> _The request_
All of the records below should be output exactly.

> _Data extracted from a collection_
** BEGIN **
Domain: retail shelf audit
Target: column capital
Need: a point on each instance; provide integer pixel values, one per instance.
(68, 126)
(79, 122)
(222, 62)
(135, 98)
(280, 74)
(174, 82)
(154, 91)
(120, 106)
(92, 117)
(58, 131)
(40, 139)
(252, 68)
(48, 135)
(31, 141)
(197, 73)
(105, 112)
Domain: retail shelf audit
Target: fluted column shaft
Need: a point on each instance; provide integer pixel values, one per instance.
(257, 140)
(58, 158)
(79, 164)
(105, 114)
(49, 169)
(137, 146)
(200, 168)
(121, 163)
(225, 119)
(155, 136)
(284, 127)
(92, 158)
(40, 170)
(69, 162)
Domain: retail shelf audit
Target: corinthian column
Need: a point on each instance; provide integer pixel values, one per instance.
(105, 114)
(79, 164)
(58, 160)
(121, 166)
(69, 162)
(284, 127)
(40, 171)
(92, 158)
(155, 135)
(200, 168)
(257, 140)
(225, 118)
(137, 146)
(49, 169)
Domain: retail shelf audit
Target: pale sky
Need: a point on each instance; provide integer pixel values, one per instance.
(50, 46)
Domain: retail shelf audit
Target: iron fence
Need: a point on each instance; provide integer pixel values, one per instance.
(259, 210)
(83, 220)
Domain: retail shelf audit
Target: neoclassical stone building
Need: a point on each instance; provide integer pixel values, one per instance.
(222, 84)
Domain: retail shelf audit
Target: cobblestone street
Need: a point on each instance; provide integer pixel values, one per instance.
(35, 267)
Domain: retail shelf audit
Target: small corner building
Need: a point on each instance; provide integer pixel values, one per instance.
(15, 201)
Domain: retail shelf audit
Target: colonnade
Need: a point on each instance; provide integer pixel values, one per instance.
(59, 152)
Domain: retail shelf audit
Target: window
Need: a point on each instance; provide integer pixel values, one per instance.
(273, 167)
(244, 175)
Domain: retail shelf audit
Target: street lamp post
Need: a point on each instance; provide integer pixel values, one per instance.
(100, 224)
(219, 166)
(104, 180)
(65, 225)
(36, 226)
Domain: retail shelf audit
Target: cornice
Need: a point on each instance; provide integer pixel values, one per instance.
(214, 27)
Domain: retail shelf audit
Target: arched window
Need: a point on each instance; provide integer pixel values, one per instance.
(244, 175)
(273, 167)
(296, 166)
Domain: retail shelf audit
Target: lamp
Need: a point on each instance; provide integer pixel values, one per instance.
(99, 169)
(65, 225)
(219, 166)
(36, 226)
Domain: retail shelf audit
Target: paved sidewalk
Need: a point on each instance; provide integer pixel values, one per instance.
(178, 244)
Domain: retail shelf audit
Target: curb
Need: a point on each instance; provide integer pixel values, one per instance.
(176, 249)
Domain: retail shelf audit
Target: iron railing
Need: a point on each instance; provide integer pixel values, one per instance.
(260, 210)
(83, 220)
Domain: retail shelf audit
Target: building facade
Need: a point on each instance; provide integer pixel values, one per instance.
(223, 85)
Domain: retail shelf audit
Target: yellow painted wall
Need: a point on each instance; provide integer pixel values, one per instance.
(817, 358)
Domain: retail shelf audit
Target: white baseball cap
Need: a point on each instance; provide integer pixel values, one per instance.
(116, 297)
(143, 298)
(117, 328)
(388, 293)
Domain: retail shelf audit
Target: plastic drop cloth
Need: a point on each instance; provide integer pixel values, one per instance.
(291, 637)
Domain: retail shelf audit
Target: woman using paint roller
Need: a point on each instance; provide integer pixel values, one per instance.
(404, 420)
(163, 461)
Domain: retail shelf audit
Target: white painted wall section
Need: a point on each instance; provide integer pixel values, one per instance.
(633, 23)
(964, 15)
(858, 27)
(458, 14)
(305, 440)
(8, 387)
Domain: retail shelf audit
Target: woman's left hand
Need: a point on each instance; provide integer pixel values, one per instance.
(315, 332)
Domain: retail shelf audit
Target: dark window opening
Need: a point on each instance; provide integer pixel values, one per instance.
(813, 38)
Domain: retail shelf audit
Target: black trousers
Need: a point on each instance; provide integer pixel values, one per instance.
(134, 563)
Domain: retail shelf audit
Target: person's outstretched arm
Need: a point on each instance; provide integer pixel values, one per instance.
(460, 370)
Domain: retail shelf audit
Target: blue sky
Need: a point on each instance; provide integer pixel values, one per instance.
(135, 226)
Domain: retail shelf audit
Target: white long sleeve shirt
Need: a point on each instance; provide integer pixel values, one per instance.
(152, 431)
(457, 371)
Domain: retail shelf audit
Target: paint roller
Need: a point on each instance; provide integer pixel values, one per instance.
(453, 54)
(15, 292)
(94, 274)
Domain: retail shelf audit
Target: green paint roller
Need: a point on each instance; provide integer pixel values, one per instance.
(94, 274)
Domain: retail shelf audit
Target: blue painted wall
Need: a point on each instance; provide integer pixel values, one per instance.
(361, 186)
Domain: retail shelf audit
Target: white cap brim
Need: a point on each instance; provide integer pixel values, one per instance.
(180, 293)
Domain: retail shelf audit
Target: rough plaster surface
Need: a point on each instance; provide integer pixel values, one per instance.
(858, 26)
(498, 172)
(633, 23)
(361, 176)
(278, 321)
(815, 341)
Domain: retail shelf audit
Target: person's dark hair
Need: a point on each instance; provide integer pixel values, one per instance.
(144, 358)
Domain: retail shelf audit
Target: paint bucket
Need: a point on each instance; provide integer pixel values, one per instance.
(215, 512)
** END **
> _Response below_
Domain: retail shelf audit
Target: column capital
Need: a point on each instance; provide integer pixel values, one per instance.
(68, 126)
(79, 122)
(222, 62)
(135, 98)
(280, 74)
(174, 82)
(154, 91)
(120, 106)
(92, 117)
(58, 131)
(40, 139)
(252, 68)
(48, 135)
(31, 141)
(197, 73)
(105, 112)
Domain: retail shelf audit
Target: fluted column shaft
Need: a point on each instance; provide integer pixel values, one per instance.
(257, 140)
(58, 158)
(79, 164)
(105, 114)
(49, 169)
(137, 146)
(200, 168)
(121, 163)
(225, 119)
(155, 136)
(284, 127)
(92, 158)
(40, 170)
(69, 162)
Domain: retail shelf audit
Target: corinthian column
Need: a point on each instance; provide integer pixel values, one per instance.
(105, 114)
(79, 164)
(58, 160)
(121, 166)
(69, 162)
(284, 127)
(40, 171)
(92, 158)
(155, 135)
(200, 168)
(257, 140)
(225, 118)
(137, 146)
(49, 169)
Domain: retail shelf audit
Target: pale sky
Need: a point on each instance; provide integer pixel values, one per instance.
(50, 46)
Domain: retail shelf audit
Target: iron fence
Need: a point on each instance; provide integer pixel values, one per instance.
(259, 210)
(83, 220)
Domain: retail shelf audit
Target: neoclassical stone building
Need: a point on each instance; provide integer pixel values, one per instance.
(222, 84)
Domain: retail shelf audit
Target: cobblestone street
Need: a point on each instance; provide integer pixel values, one per instance.
(35, 267)
Domain: retail shelf audit
Target: small corner building
Need: a point on each instance; provide integer pixel values, one per instance.
(15, 201)
Domain: retail shelf audit
Target: colonnade
Need: a point on each instance; provide integer pixel values, one per instance.
(59, 152)
Domain: retail shelf audit
Target: window
Need: a point on each instance; provide integer pixel values, one per instance.
(273, 167)
(244, 175)
Domain: retail shelf audit
Target: street lamp post
Need: a point on each instance; provide integer pixel values, one per instance.
(100, 224)
(219, 166)
(104, 180)
(65, 225)
(36, 226)
Domain: retail shelf audit
Target: cornice
Need: a point on each instance; provide integer pixel values, one per instance.
(214, 27)
Domain: retail shelf audit
Target: arched window
Need: a point on each instance; provide integer pixel values, one per instance.
(244, 175)
(273, 167)
(296, 166)
Domain: retail shelf audit
Target: lamp
Need: a point on each instance; provide integer pixel values, one per instance.
(99, 169)
(65, 225)
(219, 166)
(36, 226)
Domain: retail shelf audit
Target: paved sidewalk
Need: a point on each instance; provide integer pixel values, one per instance.
(178, 244)
Domain: retail shelf audit
Target: curb
Need: a point on each instance; provide integer pixel values, one per instance.
(176, 249)
Domain: retail shelf audit
Target: iron railing
Need: a point on each instance; provide integer pixel values, one per instance.
(260, 210)
(83, 220)
Domain: retail shelf audit
Target: building facade
Need: a point on each instance; provide integer pixel values, one per instance.
(223, 85)
Domain: retail shelf audit
Target: yellow painted wall
Need: a point on each instance; provide integer pixel values, one per instance.
(817, 358)
Domain: retail shelf audit
Target: white baseball cap
Need: a point on each instance; provide integer pixel values, one per instance.
(116, 297)
(143, 298)
(117, 328)
(388, 293)
Domain: retail shelf audit
Target: plastic drop cloth
Need: a point on each instance; provide integer pixel values, one per instance.
(291, 637)
Domain: retail shelf audit
Target: woman using paint roller
Need: a point on each instance; provide integer pixel values, one per instance.
(404, 420)
(163, 461)
Domain: retail shelf audit
Target: white painted wall section
Need: a point on each instance; provide integer pixel values, one per instance.
(633, 23)
(964, 15)
(858, 27)
(458, 14)
(305, 440)
(8, 387)
Domain: retail shelf audit
Target: woman's left hand
Need: a point on each instance; provide integer pixel values, one per instance.
(315, 332)
Domain: retail shelf audit
Target: dark window opening
Need: a point on each instance; provide integer pixel values, one per instance.
(813, 38)
Domain: retail shelf audit
Target: black trousers
Need: a point on each instance; provide integer pixel values, one per instance.
(134, 563)
Domain: retail shelf audit
Target: person's outstretched arm
Need: a point on each instance; provide integer pixel values, one per instance.
(460, 370)
Domain: retail shelf audit
Target: blue sky
Need: a point on each instance; provide integer pixel values, one per instance.
(135, 226)
Domain: retail shelf audit
Target: white long sleeve shirt
Need: a point on each instance; provide integer pixel values, one per instance.
(152, 431)
(457, 371)
Domain: retail shelf audit
Target: paint roller
Need: a point on each instance; provide integer pixel values, one per instance.
(453, 54)
(15, 292)
(94, 274)
Domain: retail shelf audit
Target: green paint roller
Need: a point on each instance; provide integer pixel values, one per instance.
(94, 274)
Domain: retail shelf audit
Target: blue painted wall
Need: a point on each instance; provide integer pixel values, one per instance.
(361, 186)
Domain: retail shelf audit
Target: white cap brim
Need: a point on each instance; provide integer pixel values, one per instance.
(180, 293)
Domain: retail shelf audit
Target: rough plaster surface
Need: a point on each instance; provide integer pixel values, one per instance.
(858, 26)
(498, 172)
(633, 23)
(361, 176)
(278, 321)
(815, 341)
Domain: retail shelf audit
Target: person's dark hair
Need: a point on each instance; provide integer pixel values, one per instance.
(144, 358)
Domain: retail shelf audit
Target: paint bucket
Need: a point on each instance; provide integer pixel values, one per instance.
(215, 512)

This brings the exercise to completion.